* _Work to be completed_
Copy out the rows below exactly, from the row containing "Report the location of each instance of the birch" down through the row containing "x=1126, y=123", including both.

* _Stored rows_
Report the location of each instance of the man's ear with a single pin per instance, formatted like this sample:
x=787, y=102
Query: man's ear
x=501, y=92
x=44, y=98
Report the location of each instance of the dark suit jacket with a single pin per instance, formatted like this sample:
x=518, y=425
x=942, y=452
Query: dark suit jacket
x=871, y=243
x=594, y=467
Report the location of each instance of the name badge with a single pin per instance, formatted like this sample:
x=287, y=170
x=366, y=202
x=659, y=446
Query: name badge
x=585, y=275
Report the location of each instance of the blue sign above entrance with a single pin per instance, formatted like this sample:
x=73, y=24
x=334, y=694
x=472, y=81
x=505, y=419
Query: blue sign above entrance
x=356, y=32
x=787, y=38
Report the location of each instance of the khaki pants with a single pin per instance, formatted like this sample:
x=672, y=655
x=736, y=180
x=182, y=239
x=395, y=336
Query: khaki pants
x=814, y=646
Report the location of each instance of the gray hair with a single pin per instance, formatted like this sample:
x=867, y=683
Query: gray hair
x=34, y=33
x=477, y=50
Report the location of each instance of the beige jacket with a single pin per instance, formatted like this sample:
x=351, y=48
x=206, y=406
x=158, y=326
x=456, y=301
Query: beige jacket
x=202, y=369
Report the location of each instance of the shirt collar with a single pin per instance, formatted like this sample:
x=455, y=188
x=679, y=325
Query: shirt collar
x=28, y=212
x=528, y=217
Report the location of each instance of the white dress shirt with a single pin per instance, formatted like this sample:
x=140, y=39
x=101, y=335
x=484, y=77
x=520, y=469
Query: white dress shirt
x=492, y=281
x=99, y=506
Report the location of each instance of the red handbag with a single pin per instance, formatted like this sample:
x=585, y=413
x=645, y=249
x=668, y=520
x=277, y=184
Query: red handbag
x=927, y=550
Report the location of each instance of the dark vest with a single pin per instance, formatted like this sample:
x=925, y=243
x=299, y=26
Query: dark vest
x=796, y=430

...

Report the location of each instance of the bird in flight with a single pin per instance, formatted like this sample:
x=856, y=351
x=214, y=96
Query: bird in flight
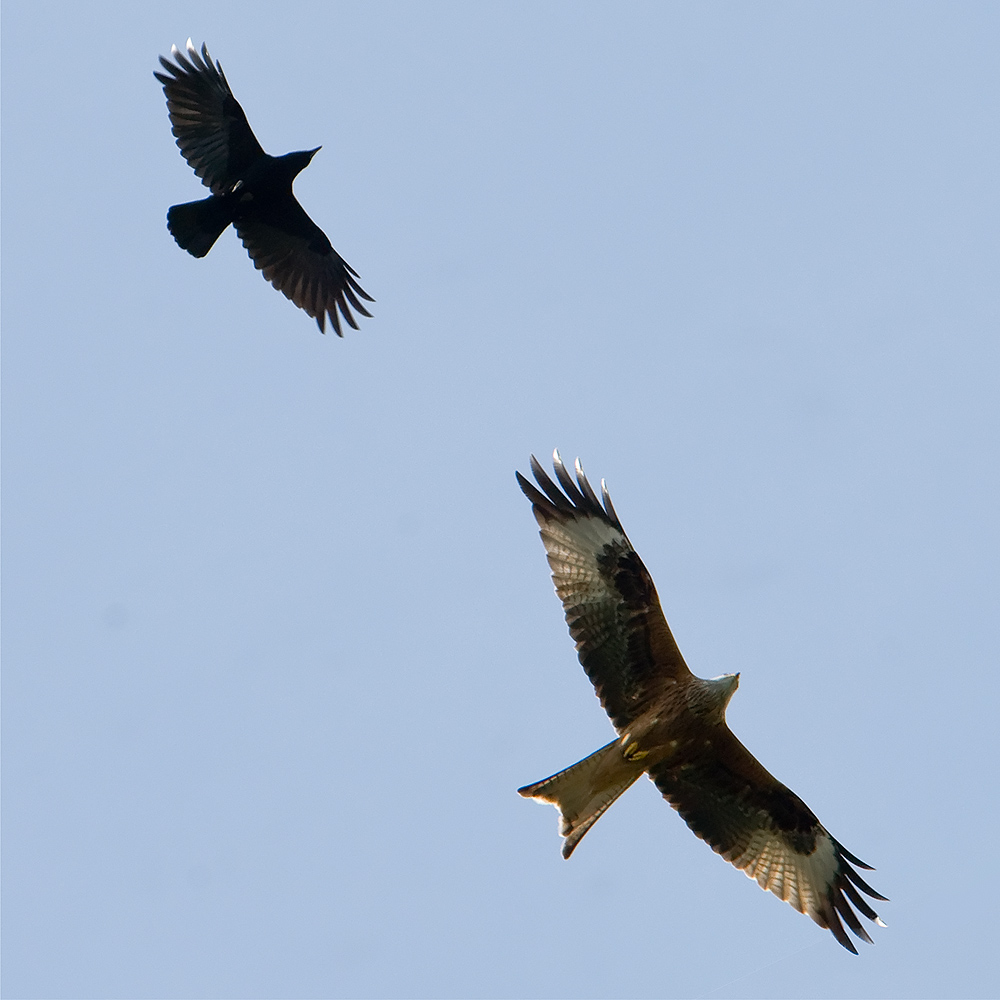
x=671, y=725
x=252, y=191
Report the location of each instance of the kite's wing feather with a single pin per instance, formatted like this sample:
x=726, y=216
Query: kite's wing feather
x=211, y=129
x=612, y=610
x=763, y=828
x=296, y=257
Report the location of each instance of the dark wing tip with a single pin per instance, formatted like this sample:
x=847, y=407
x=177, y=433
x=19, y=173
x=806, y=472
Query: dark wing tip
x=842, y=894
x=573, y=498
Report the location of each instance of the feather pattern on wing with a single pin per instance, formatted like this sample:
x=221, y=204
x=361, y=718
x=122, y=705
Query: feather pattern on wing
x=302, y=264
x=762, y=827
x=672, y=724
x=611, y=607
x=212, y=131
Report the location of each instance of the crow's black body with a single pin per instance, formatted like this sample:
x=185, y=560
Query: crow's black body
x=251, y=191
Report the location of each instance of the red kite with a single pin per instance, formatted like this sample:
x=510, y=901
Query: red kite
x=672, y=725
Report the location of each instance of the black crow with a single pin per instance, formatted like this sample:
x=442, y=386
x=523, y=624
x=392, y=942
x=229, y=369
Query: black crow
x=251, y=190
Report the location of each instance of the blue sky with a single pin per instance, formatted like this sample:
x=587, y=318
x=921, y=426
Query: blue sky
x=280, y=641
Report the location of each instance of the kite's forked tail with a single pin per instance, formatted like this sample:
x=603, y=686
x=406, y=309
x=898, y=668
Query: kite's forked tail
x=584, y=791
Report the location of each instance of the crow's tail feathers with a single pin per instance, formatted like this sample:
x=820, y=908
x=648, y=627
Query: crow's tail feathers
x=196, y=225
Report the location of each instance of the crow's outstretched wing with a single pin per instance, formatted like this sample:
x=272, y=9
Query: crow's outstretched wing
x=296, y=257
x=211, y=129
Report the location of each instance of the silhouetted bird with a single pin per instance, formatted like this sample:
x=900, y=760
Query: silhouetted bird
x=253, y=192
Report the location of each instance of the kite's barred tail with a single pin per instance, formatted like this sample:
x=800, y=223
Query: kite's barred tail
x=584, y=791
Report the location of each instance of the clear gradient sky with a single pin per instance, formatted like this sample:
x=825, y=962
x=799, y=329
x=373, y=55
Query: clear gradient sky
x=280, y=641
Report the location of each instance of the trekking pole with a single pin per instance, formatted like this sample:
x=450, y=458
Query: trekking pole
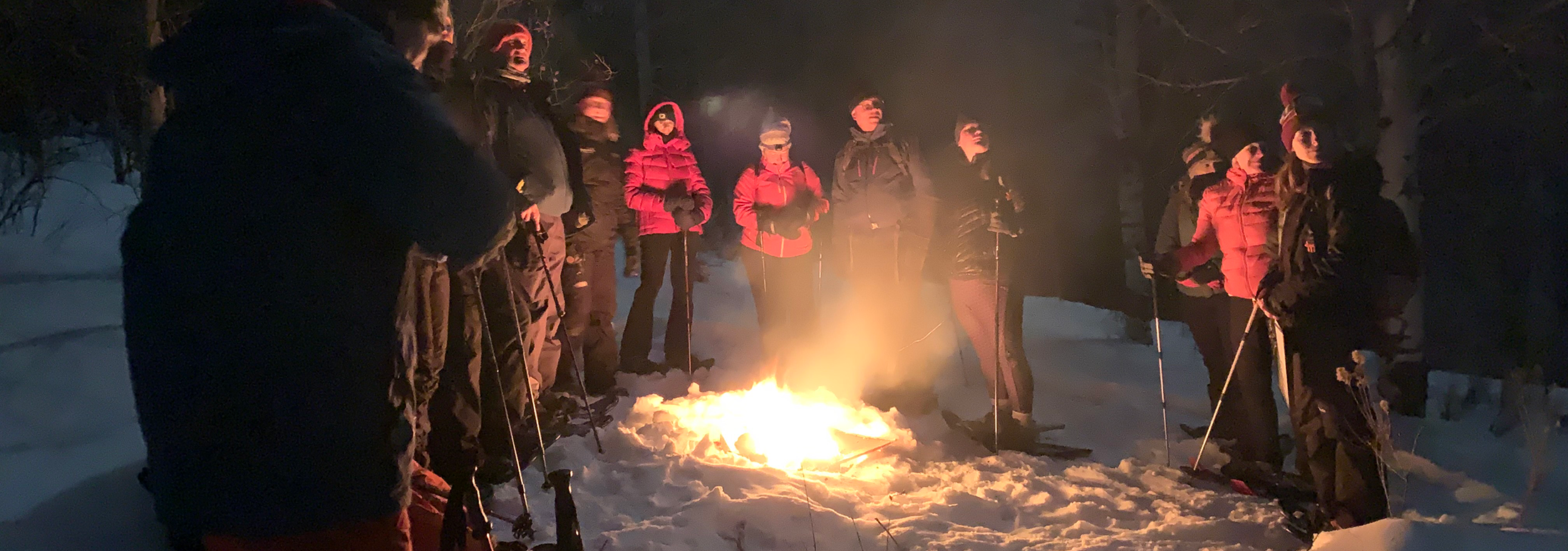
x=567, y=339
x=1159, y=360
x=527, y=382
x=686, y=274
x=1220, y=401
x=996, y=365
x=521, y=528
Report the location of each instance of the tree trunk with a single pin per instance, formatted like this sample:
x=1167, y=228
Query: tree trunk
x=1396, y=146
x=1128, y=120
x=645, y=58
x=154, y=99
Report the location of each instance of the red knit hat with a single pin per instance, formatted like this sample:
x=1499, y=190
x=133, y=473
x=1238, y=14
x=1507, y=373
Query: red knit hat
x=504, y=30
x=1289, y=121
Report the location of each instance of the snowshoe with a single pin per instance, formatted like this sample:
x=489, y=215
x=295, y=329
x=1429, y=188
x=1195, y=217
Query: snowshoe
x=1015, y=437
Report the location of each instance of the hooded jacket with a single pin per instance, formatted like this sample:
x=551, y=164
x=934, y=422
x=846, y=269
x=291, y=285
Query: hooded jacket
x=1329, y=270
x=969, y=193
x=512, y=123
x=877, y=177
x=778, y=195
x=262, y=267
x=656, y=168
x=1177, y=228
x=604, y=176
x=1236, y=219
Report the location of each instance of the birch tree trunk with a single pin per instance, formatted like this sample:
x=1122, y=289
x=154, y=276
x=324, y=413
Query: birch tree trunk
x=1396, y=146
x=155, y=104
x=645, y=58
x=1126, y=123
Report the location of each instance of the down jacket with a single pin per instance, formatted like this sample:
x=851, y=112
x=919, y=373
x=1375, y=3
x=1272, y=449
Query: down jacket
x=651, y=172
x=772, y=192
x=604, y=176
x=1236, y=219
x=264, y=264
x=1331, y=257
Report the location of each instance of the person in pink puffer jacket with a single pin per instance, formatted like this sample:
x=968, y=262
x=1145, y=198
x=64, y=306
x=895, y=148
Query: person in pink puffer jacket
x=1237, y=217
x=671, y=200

--

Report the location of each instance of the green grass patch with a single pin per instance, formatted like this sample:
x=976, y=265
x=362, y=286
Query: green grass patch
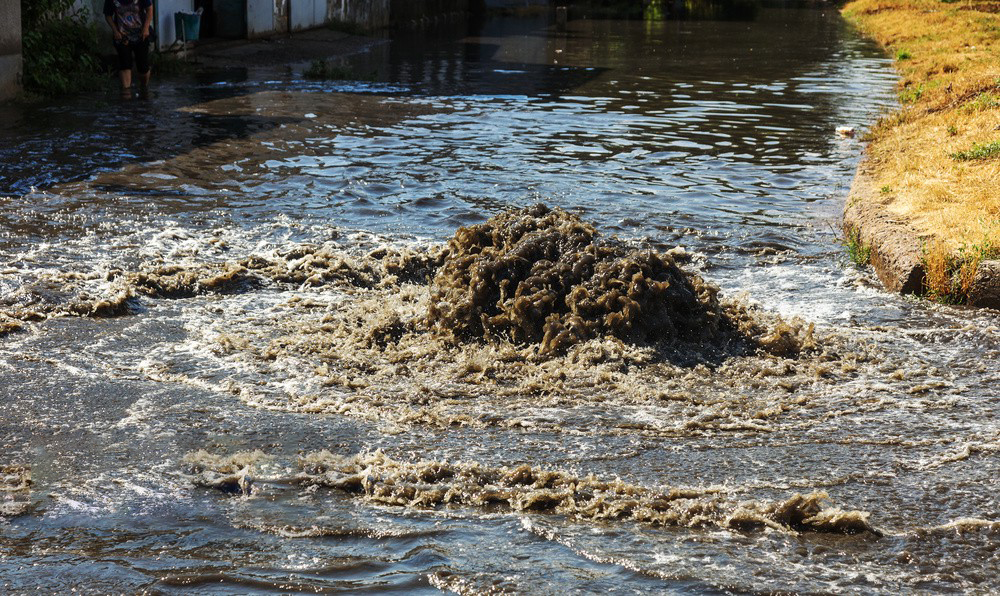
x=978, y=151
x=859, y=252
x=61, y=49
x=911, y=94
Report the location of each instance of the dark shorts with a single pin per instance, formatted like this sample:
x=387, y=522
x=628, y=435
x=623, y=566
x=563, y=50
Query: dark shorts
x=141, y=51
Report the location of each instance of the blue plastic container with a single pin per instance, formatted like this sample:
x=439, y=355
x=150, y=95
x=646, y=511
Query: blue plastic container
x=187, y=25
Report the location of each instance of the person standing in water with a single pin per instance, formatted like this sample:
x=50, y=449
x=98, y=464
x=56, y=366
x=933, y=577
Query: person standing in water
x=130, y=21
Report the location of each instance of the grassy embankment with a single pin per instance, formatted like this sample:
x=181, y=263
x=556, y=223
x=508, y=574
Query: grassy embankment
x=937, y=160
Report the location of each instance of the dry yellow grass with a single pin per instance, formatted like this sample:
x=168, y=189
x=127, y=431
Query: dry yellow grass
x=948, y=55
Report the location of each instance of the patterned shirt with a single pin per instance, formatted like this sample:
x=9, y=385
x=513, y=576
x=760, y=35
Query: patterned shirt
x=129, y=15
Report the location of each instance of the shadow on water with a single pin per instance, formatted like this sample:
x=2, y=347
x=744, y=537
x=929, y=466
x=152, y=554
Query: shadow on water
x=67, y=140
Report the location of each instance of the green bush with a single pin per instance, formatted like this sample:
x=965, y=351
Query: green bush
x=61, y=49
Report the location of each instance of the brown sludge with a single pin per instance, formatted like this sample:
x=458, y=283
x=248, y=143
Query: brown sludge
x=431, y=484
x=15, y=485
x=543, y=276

* _Written solution_
Report the location of each instance of the birch tree trunk with a single pin per instance, formatted like this sample:
x=1122, y=289
x=154, y=276
x=324, y=413
Query: birch tree trunk
x=1396, y=146
x=155, y=104
x=645, y=58
x=1126, y=123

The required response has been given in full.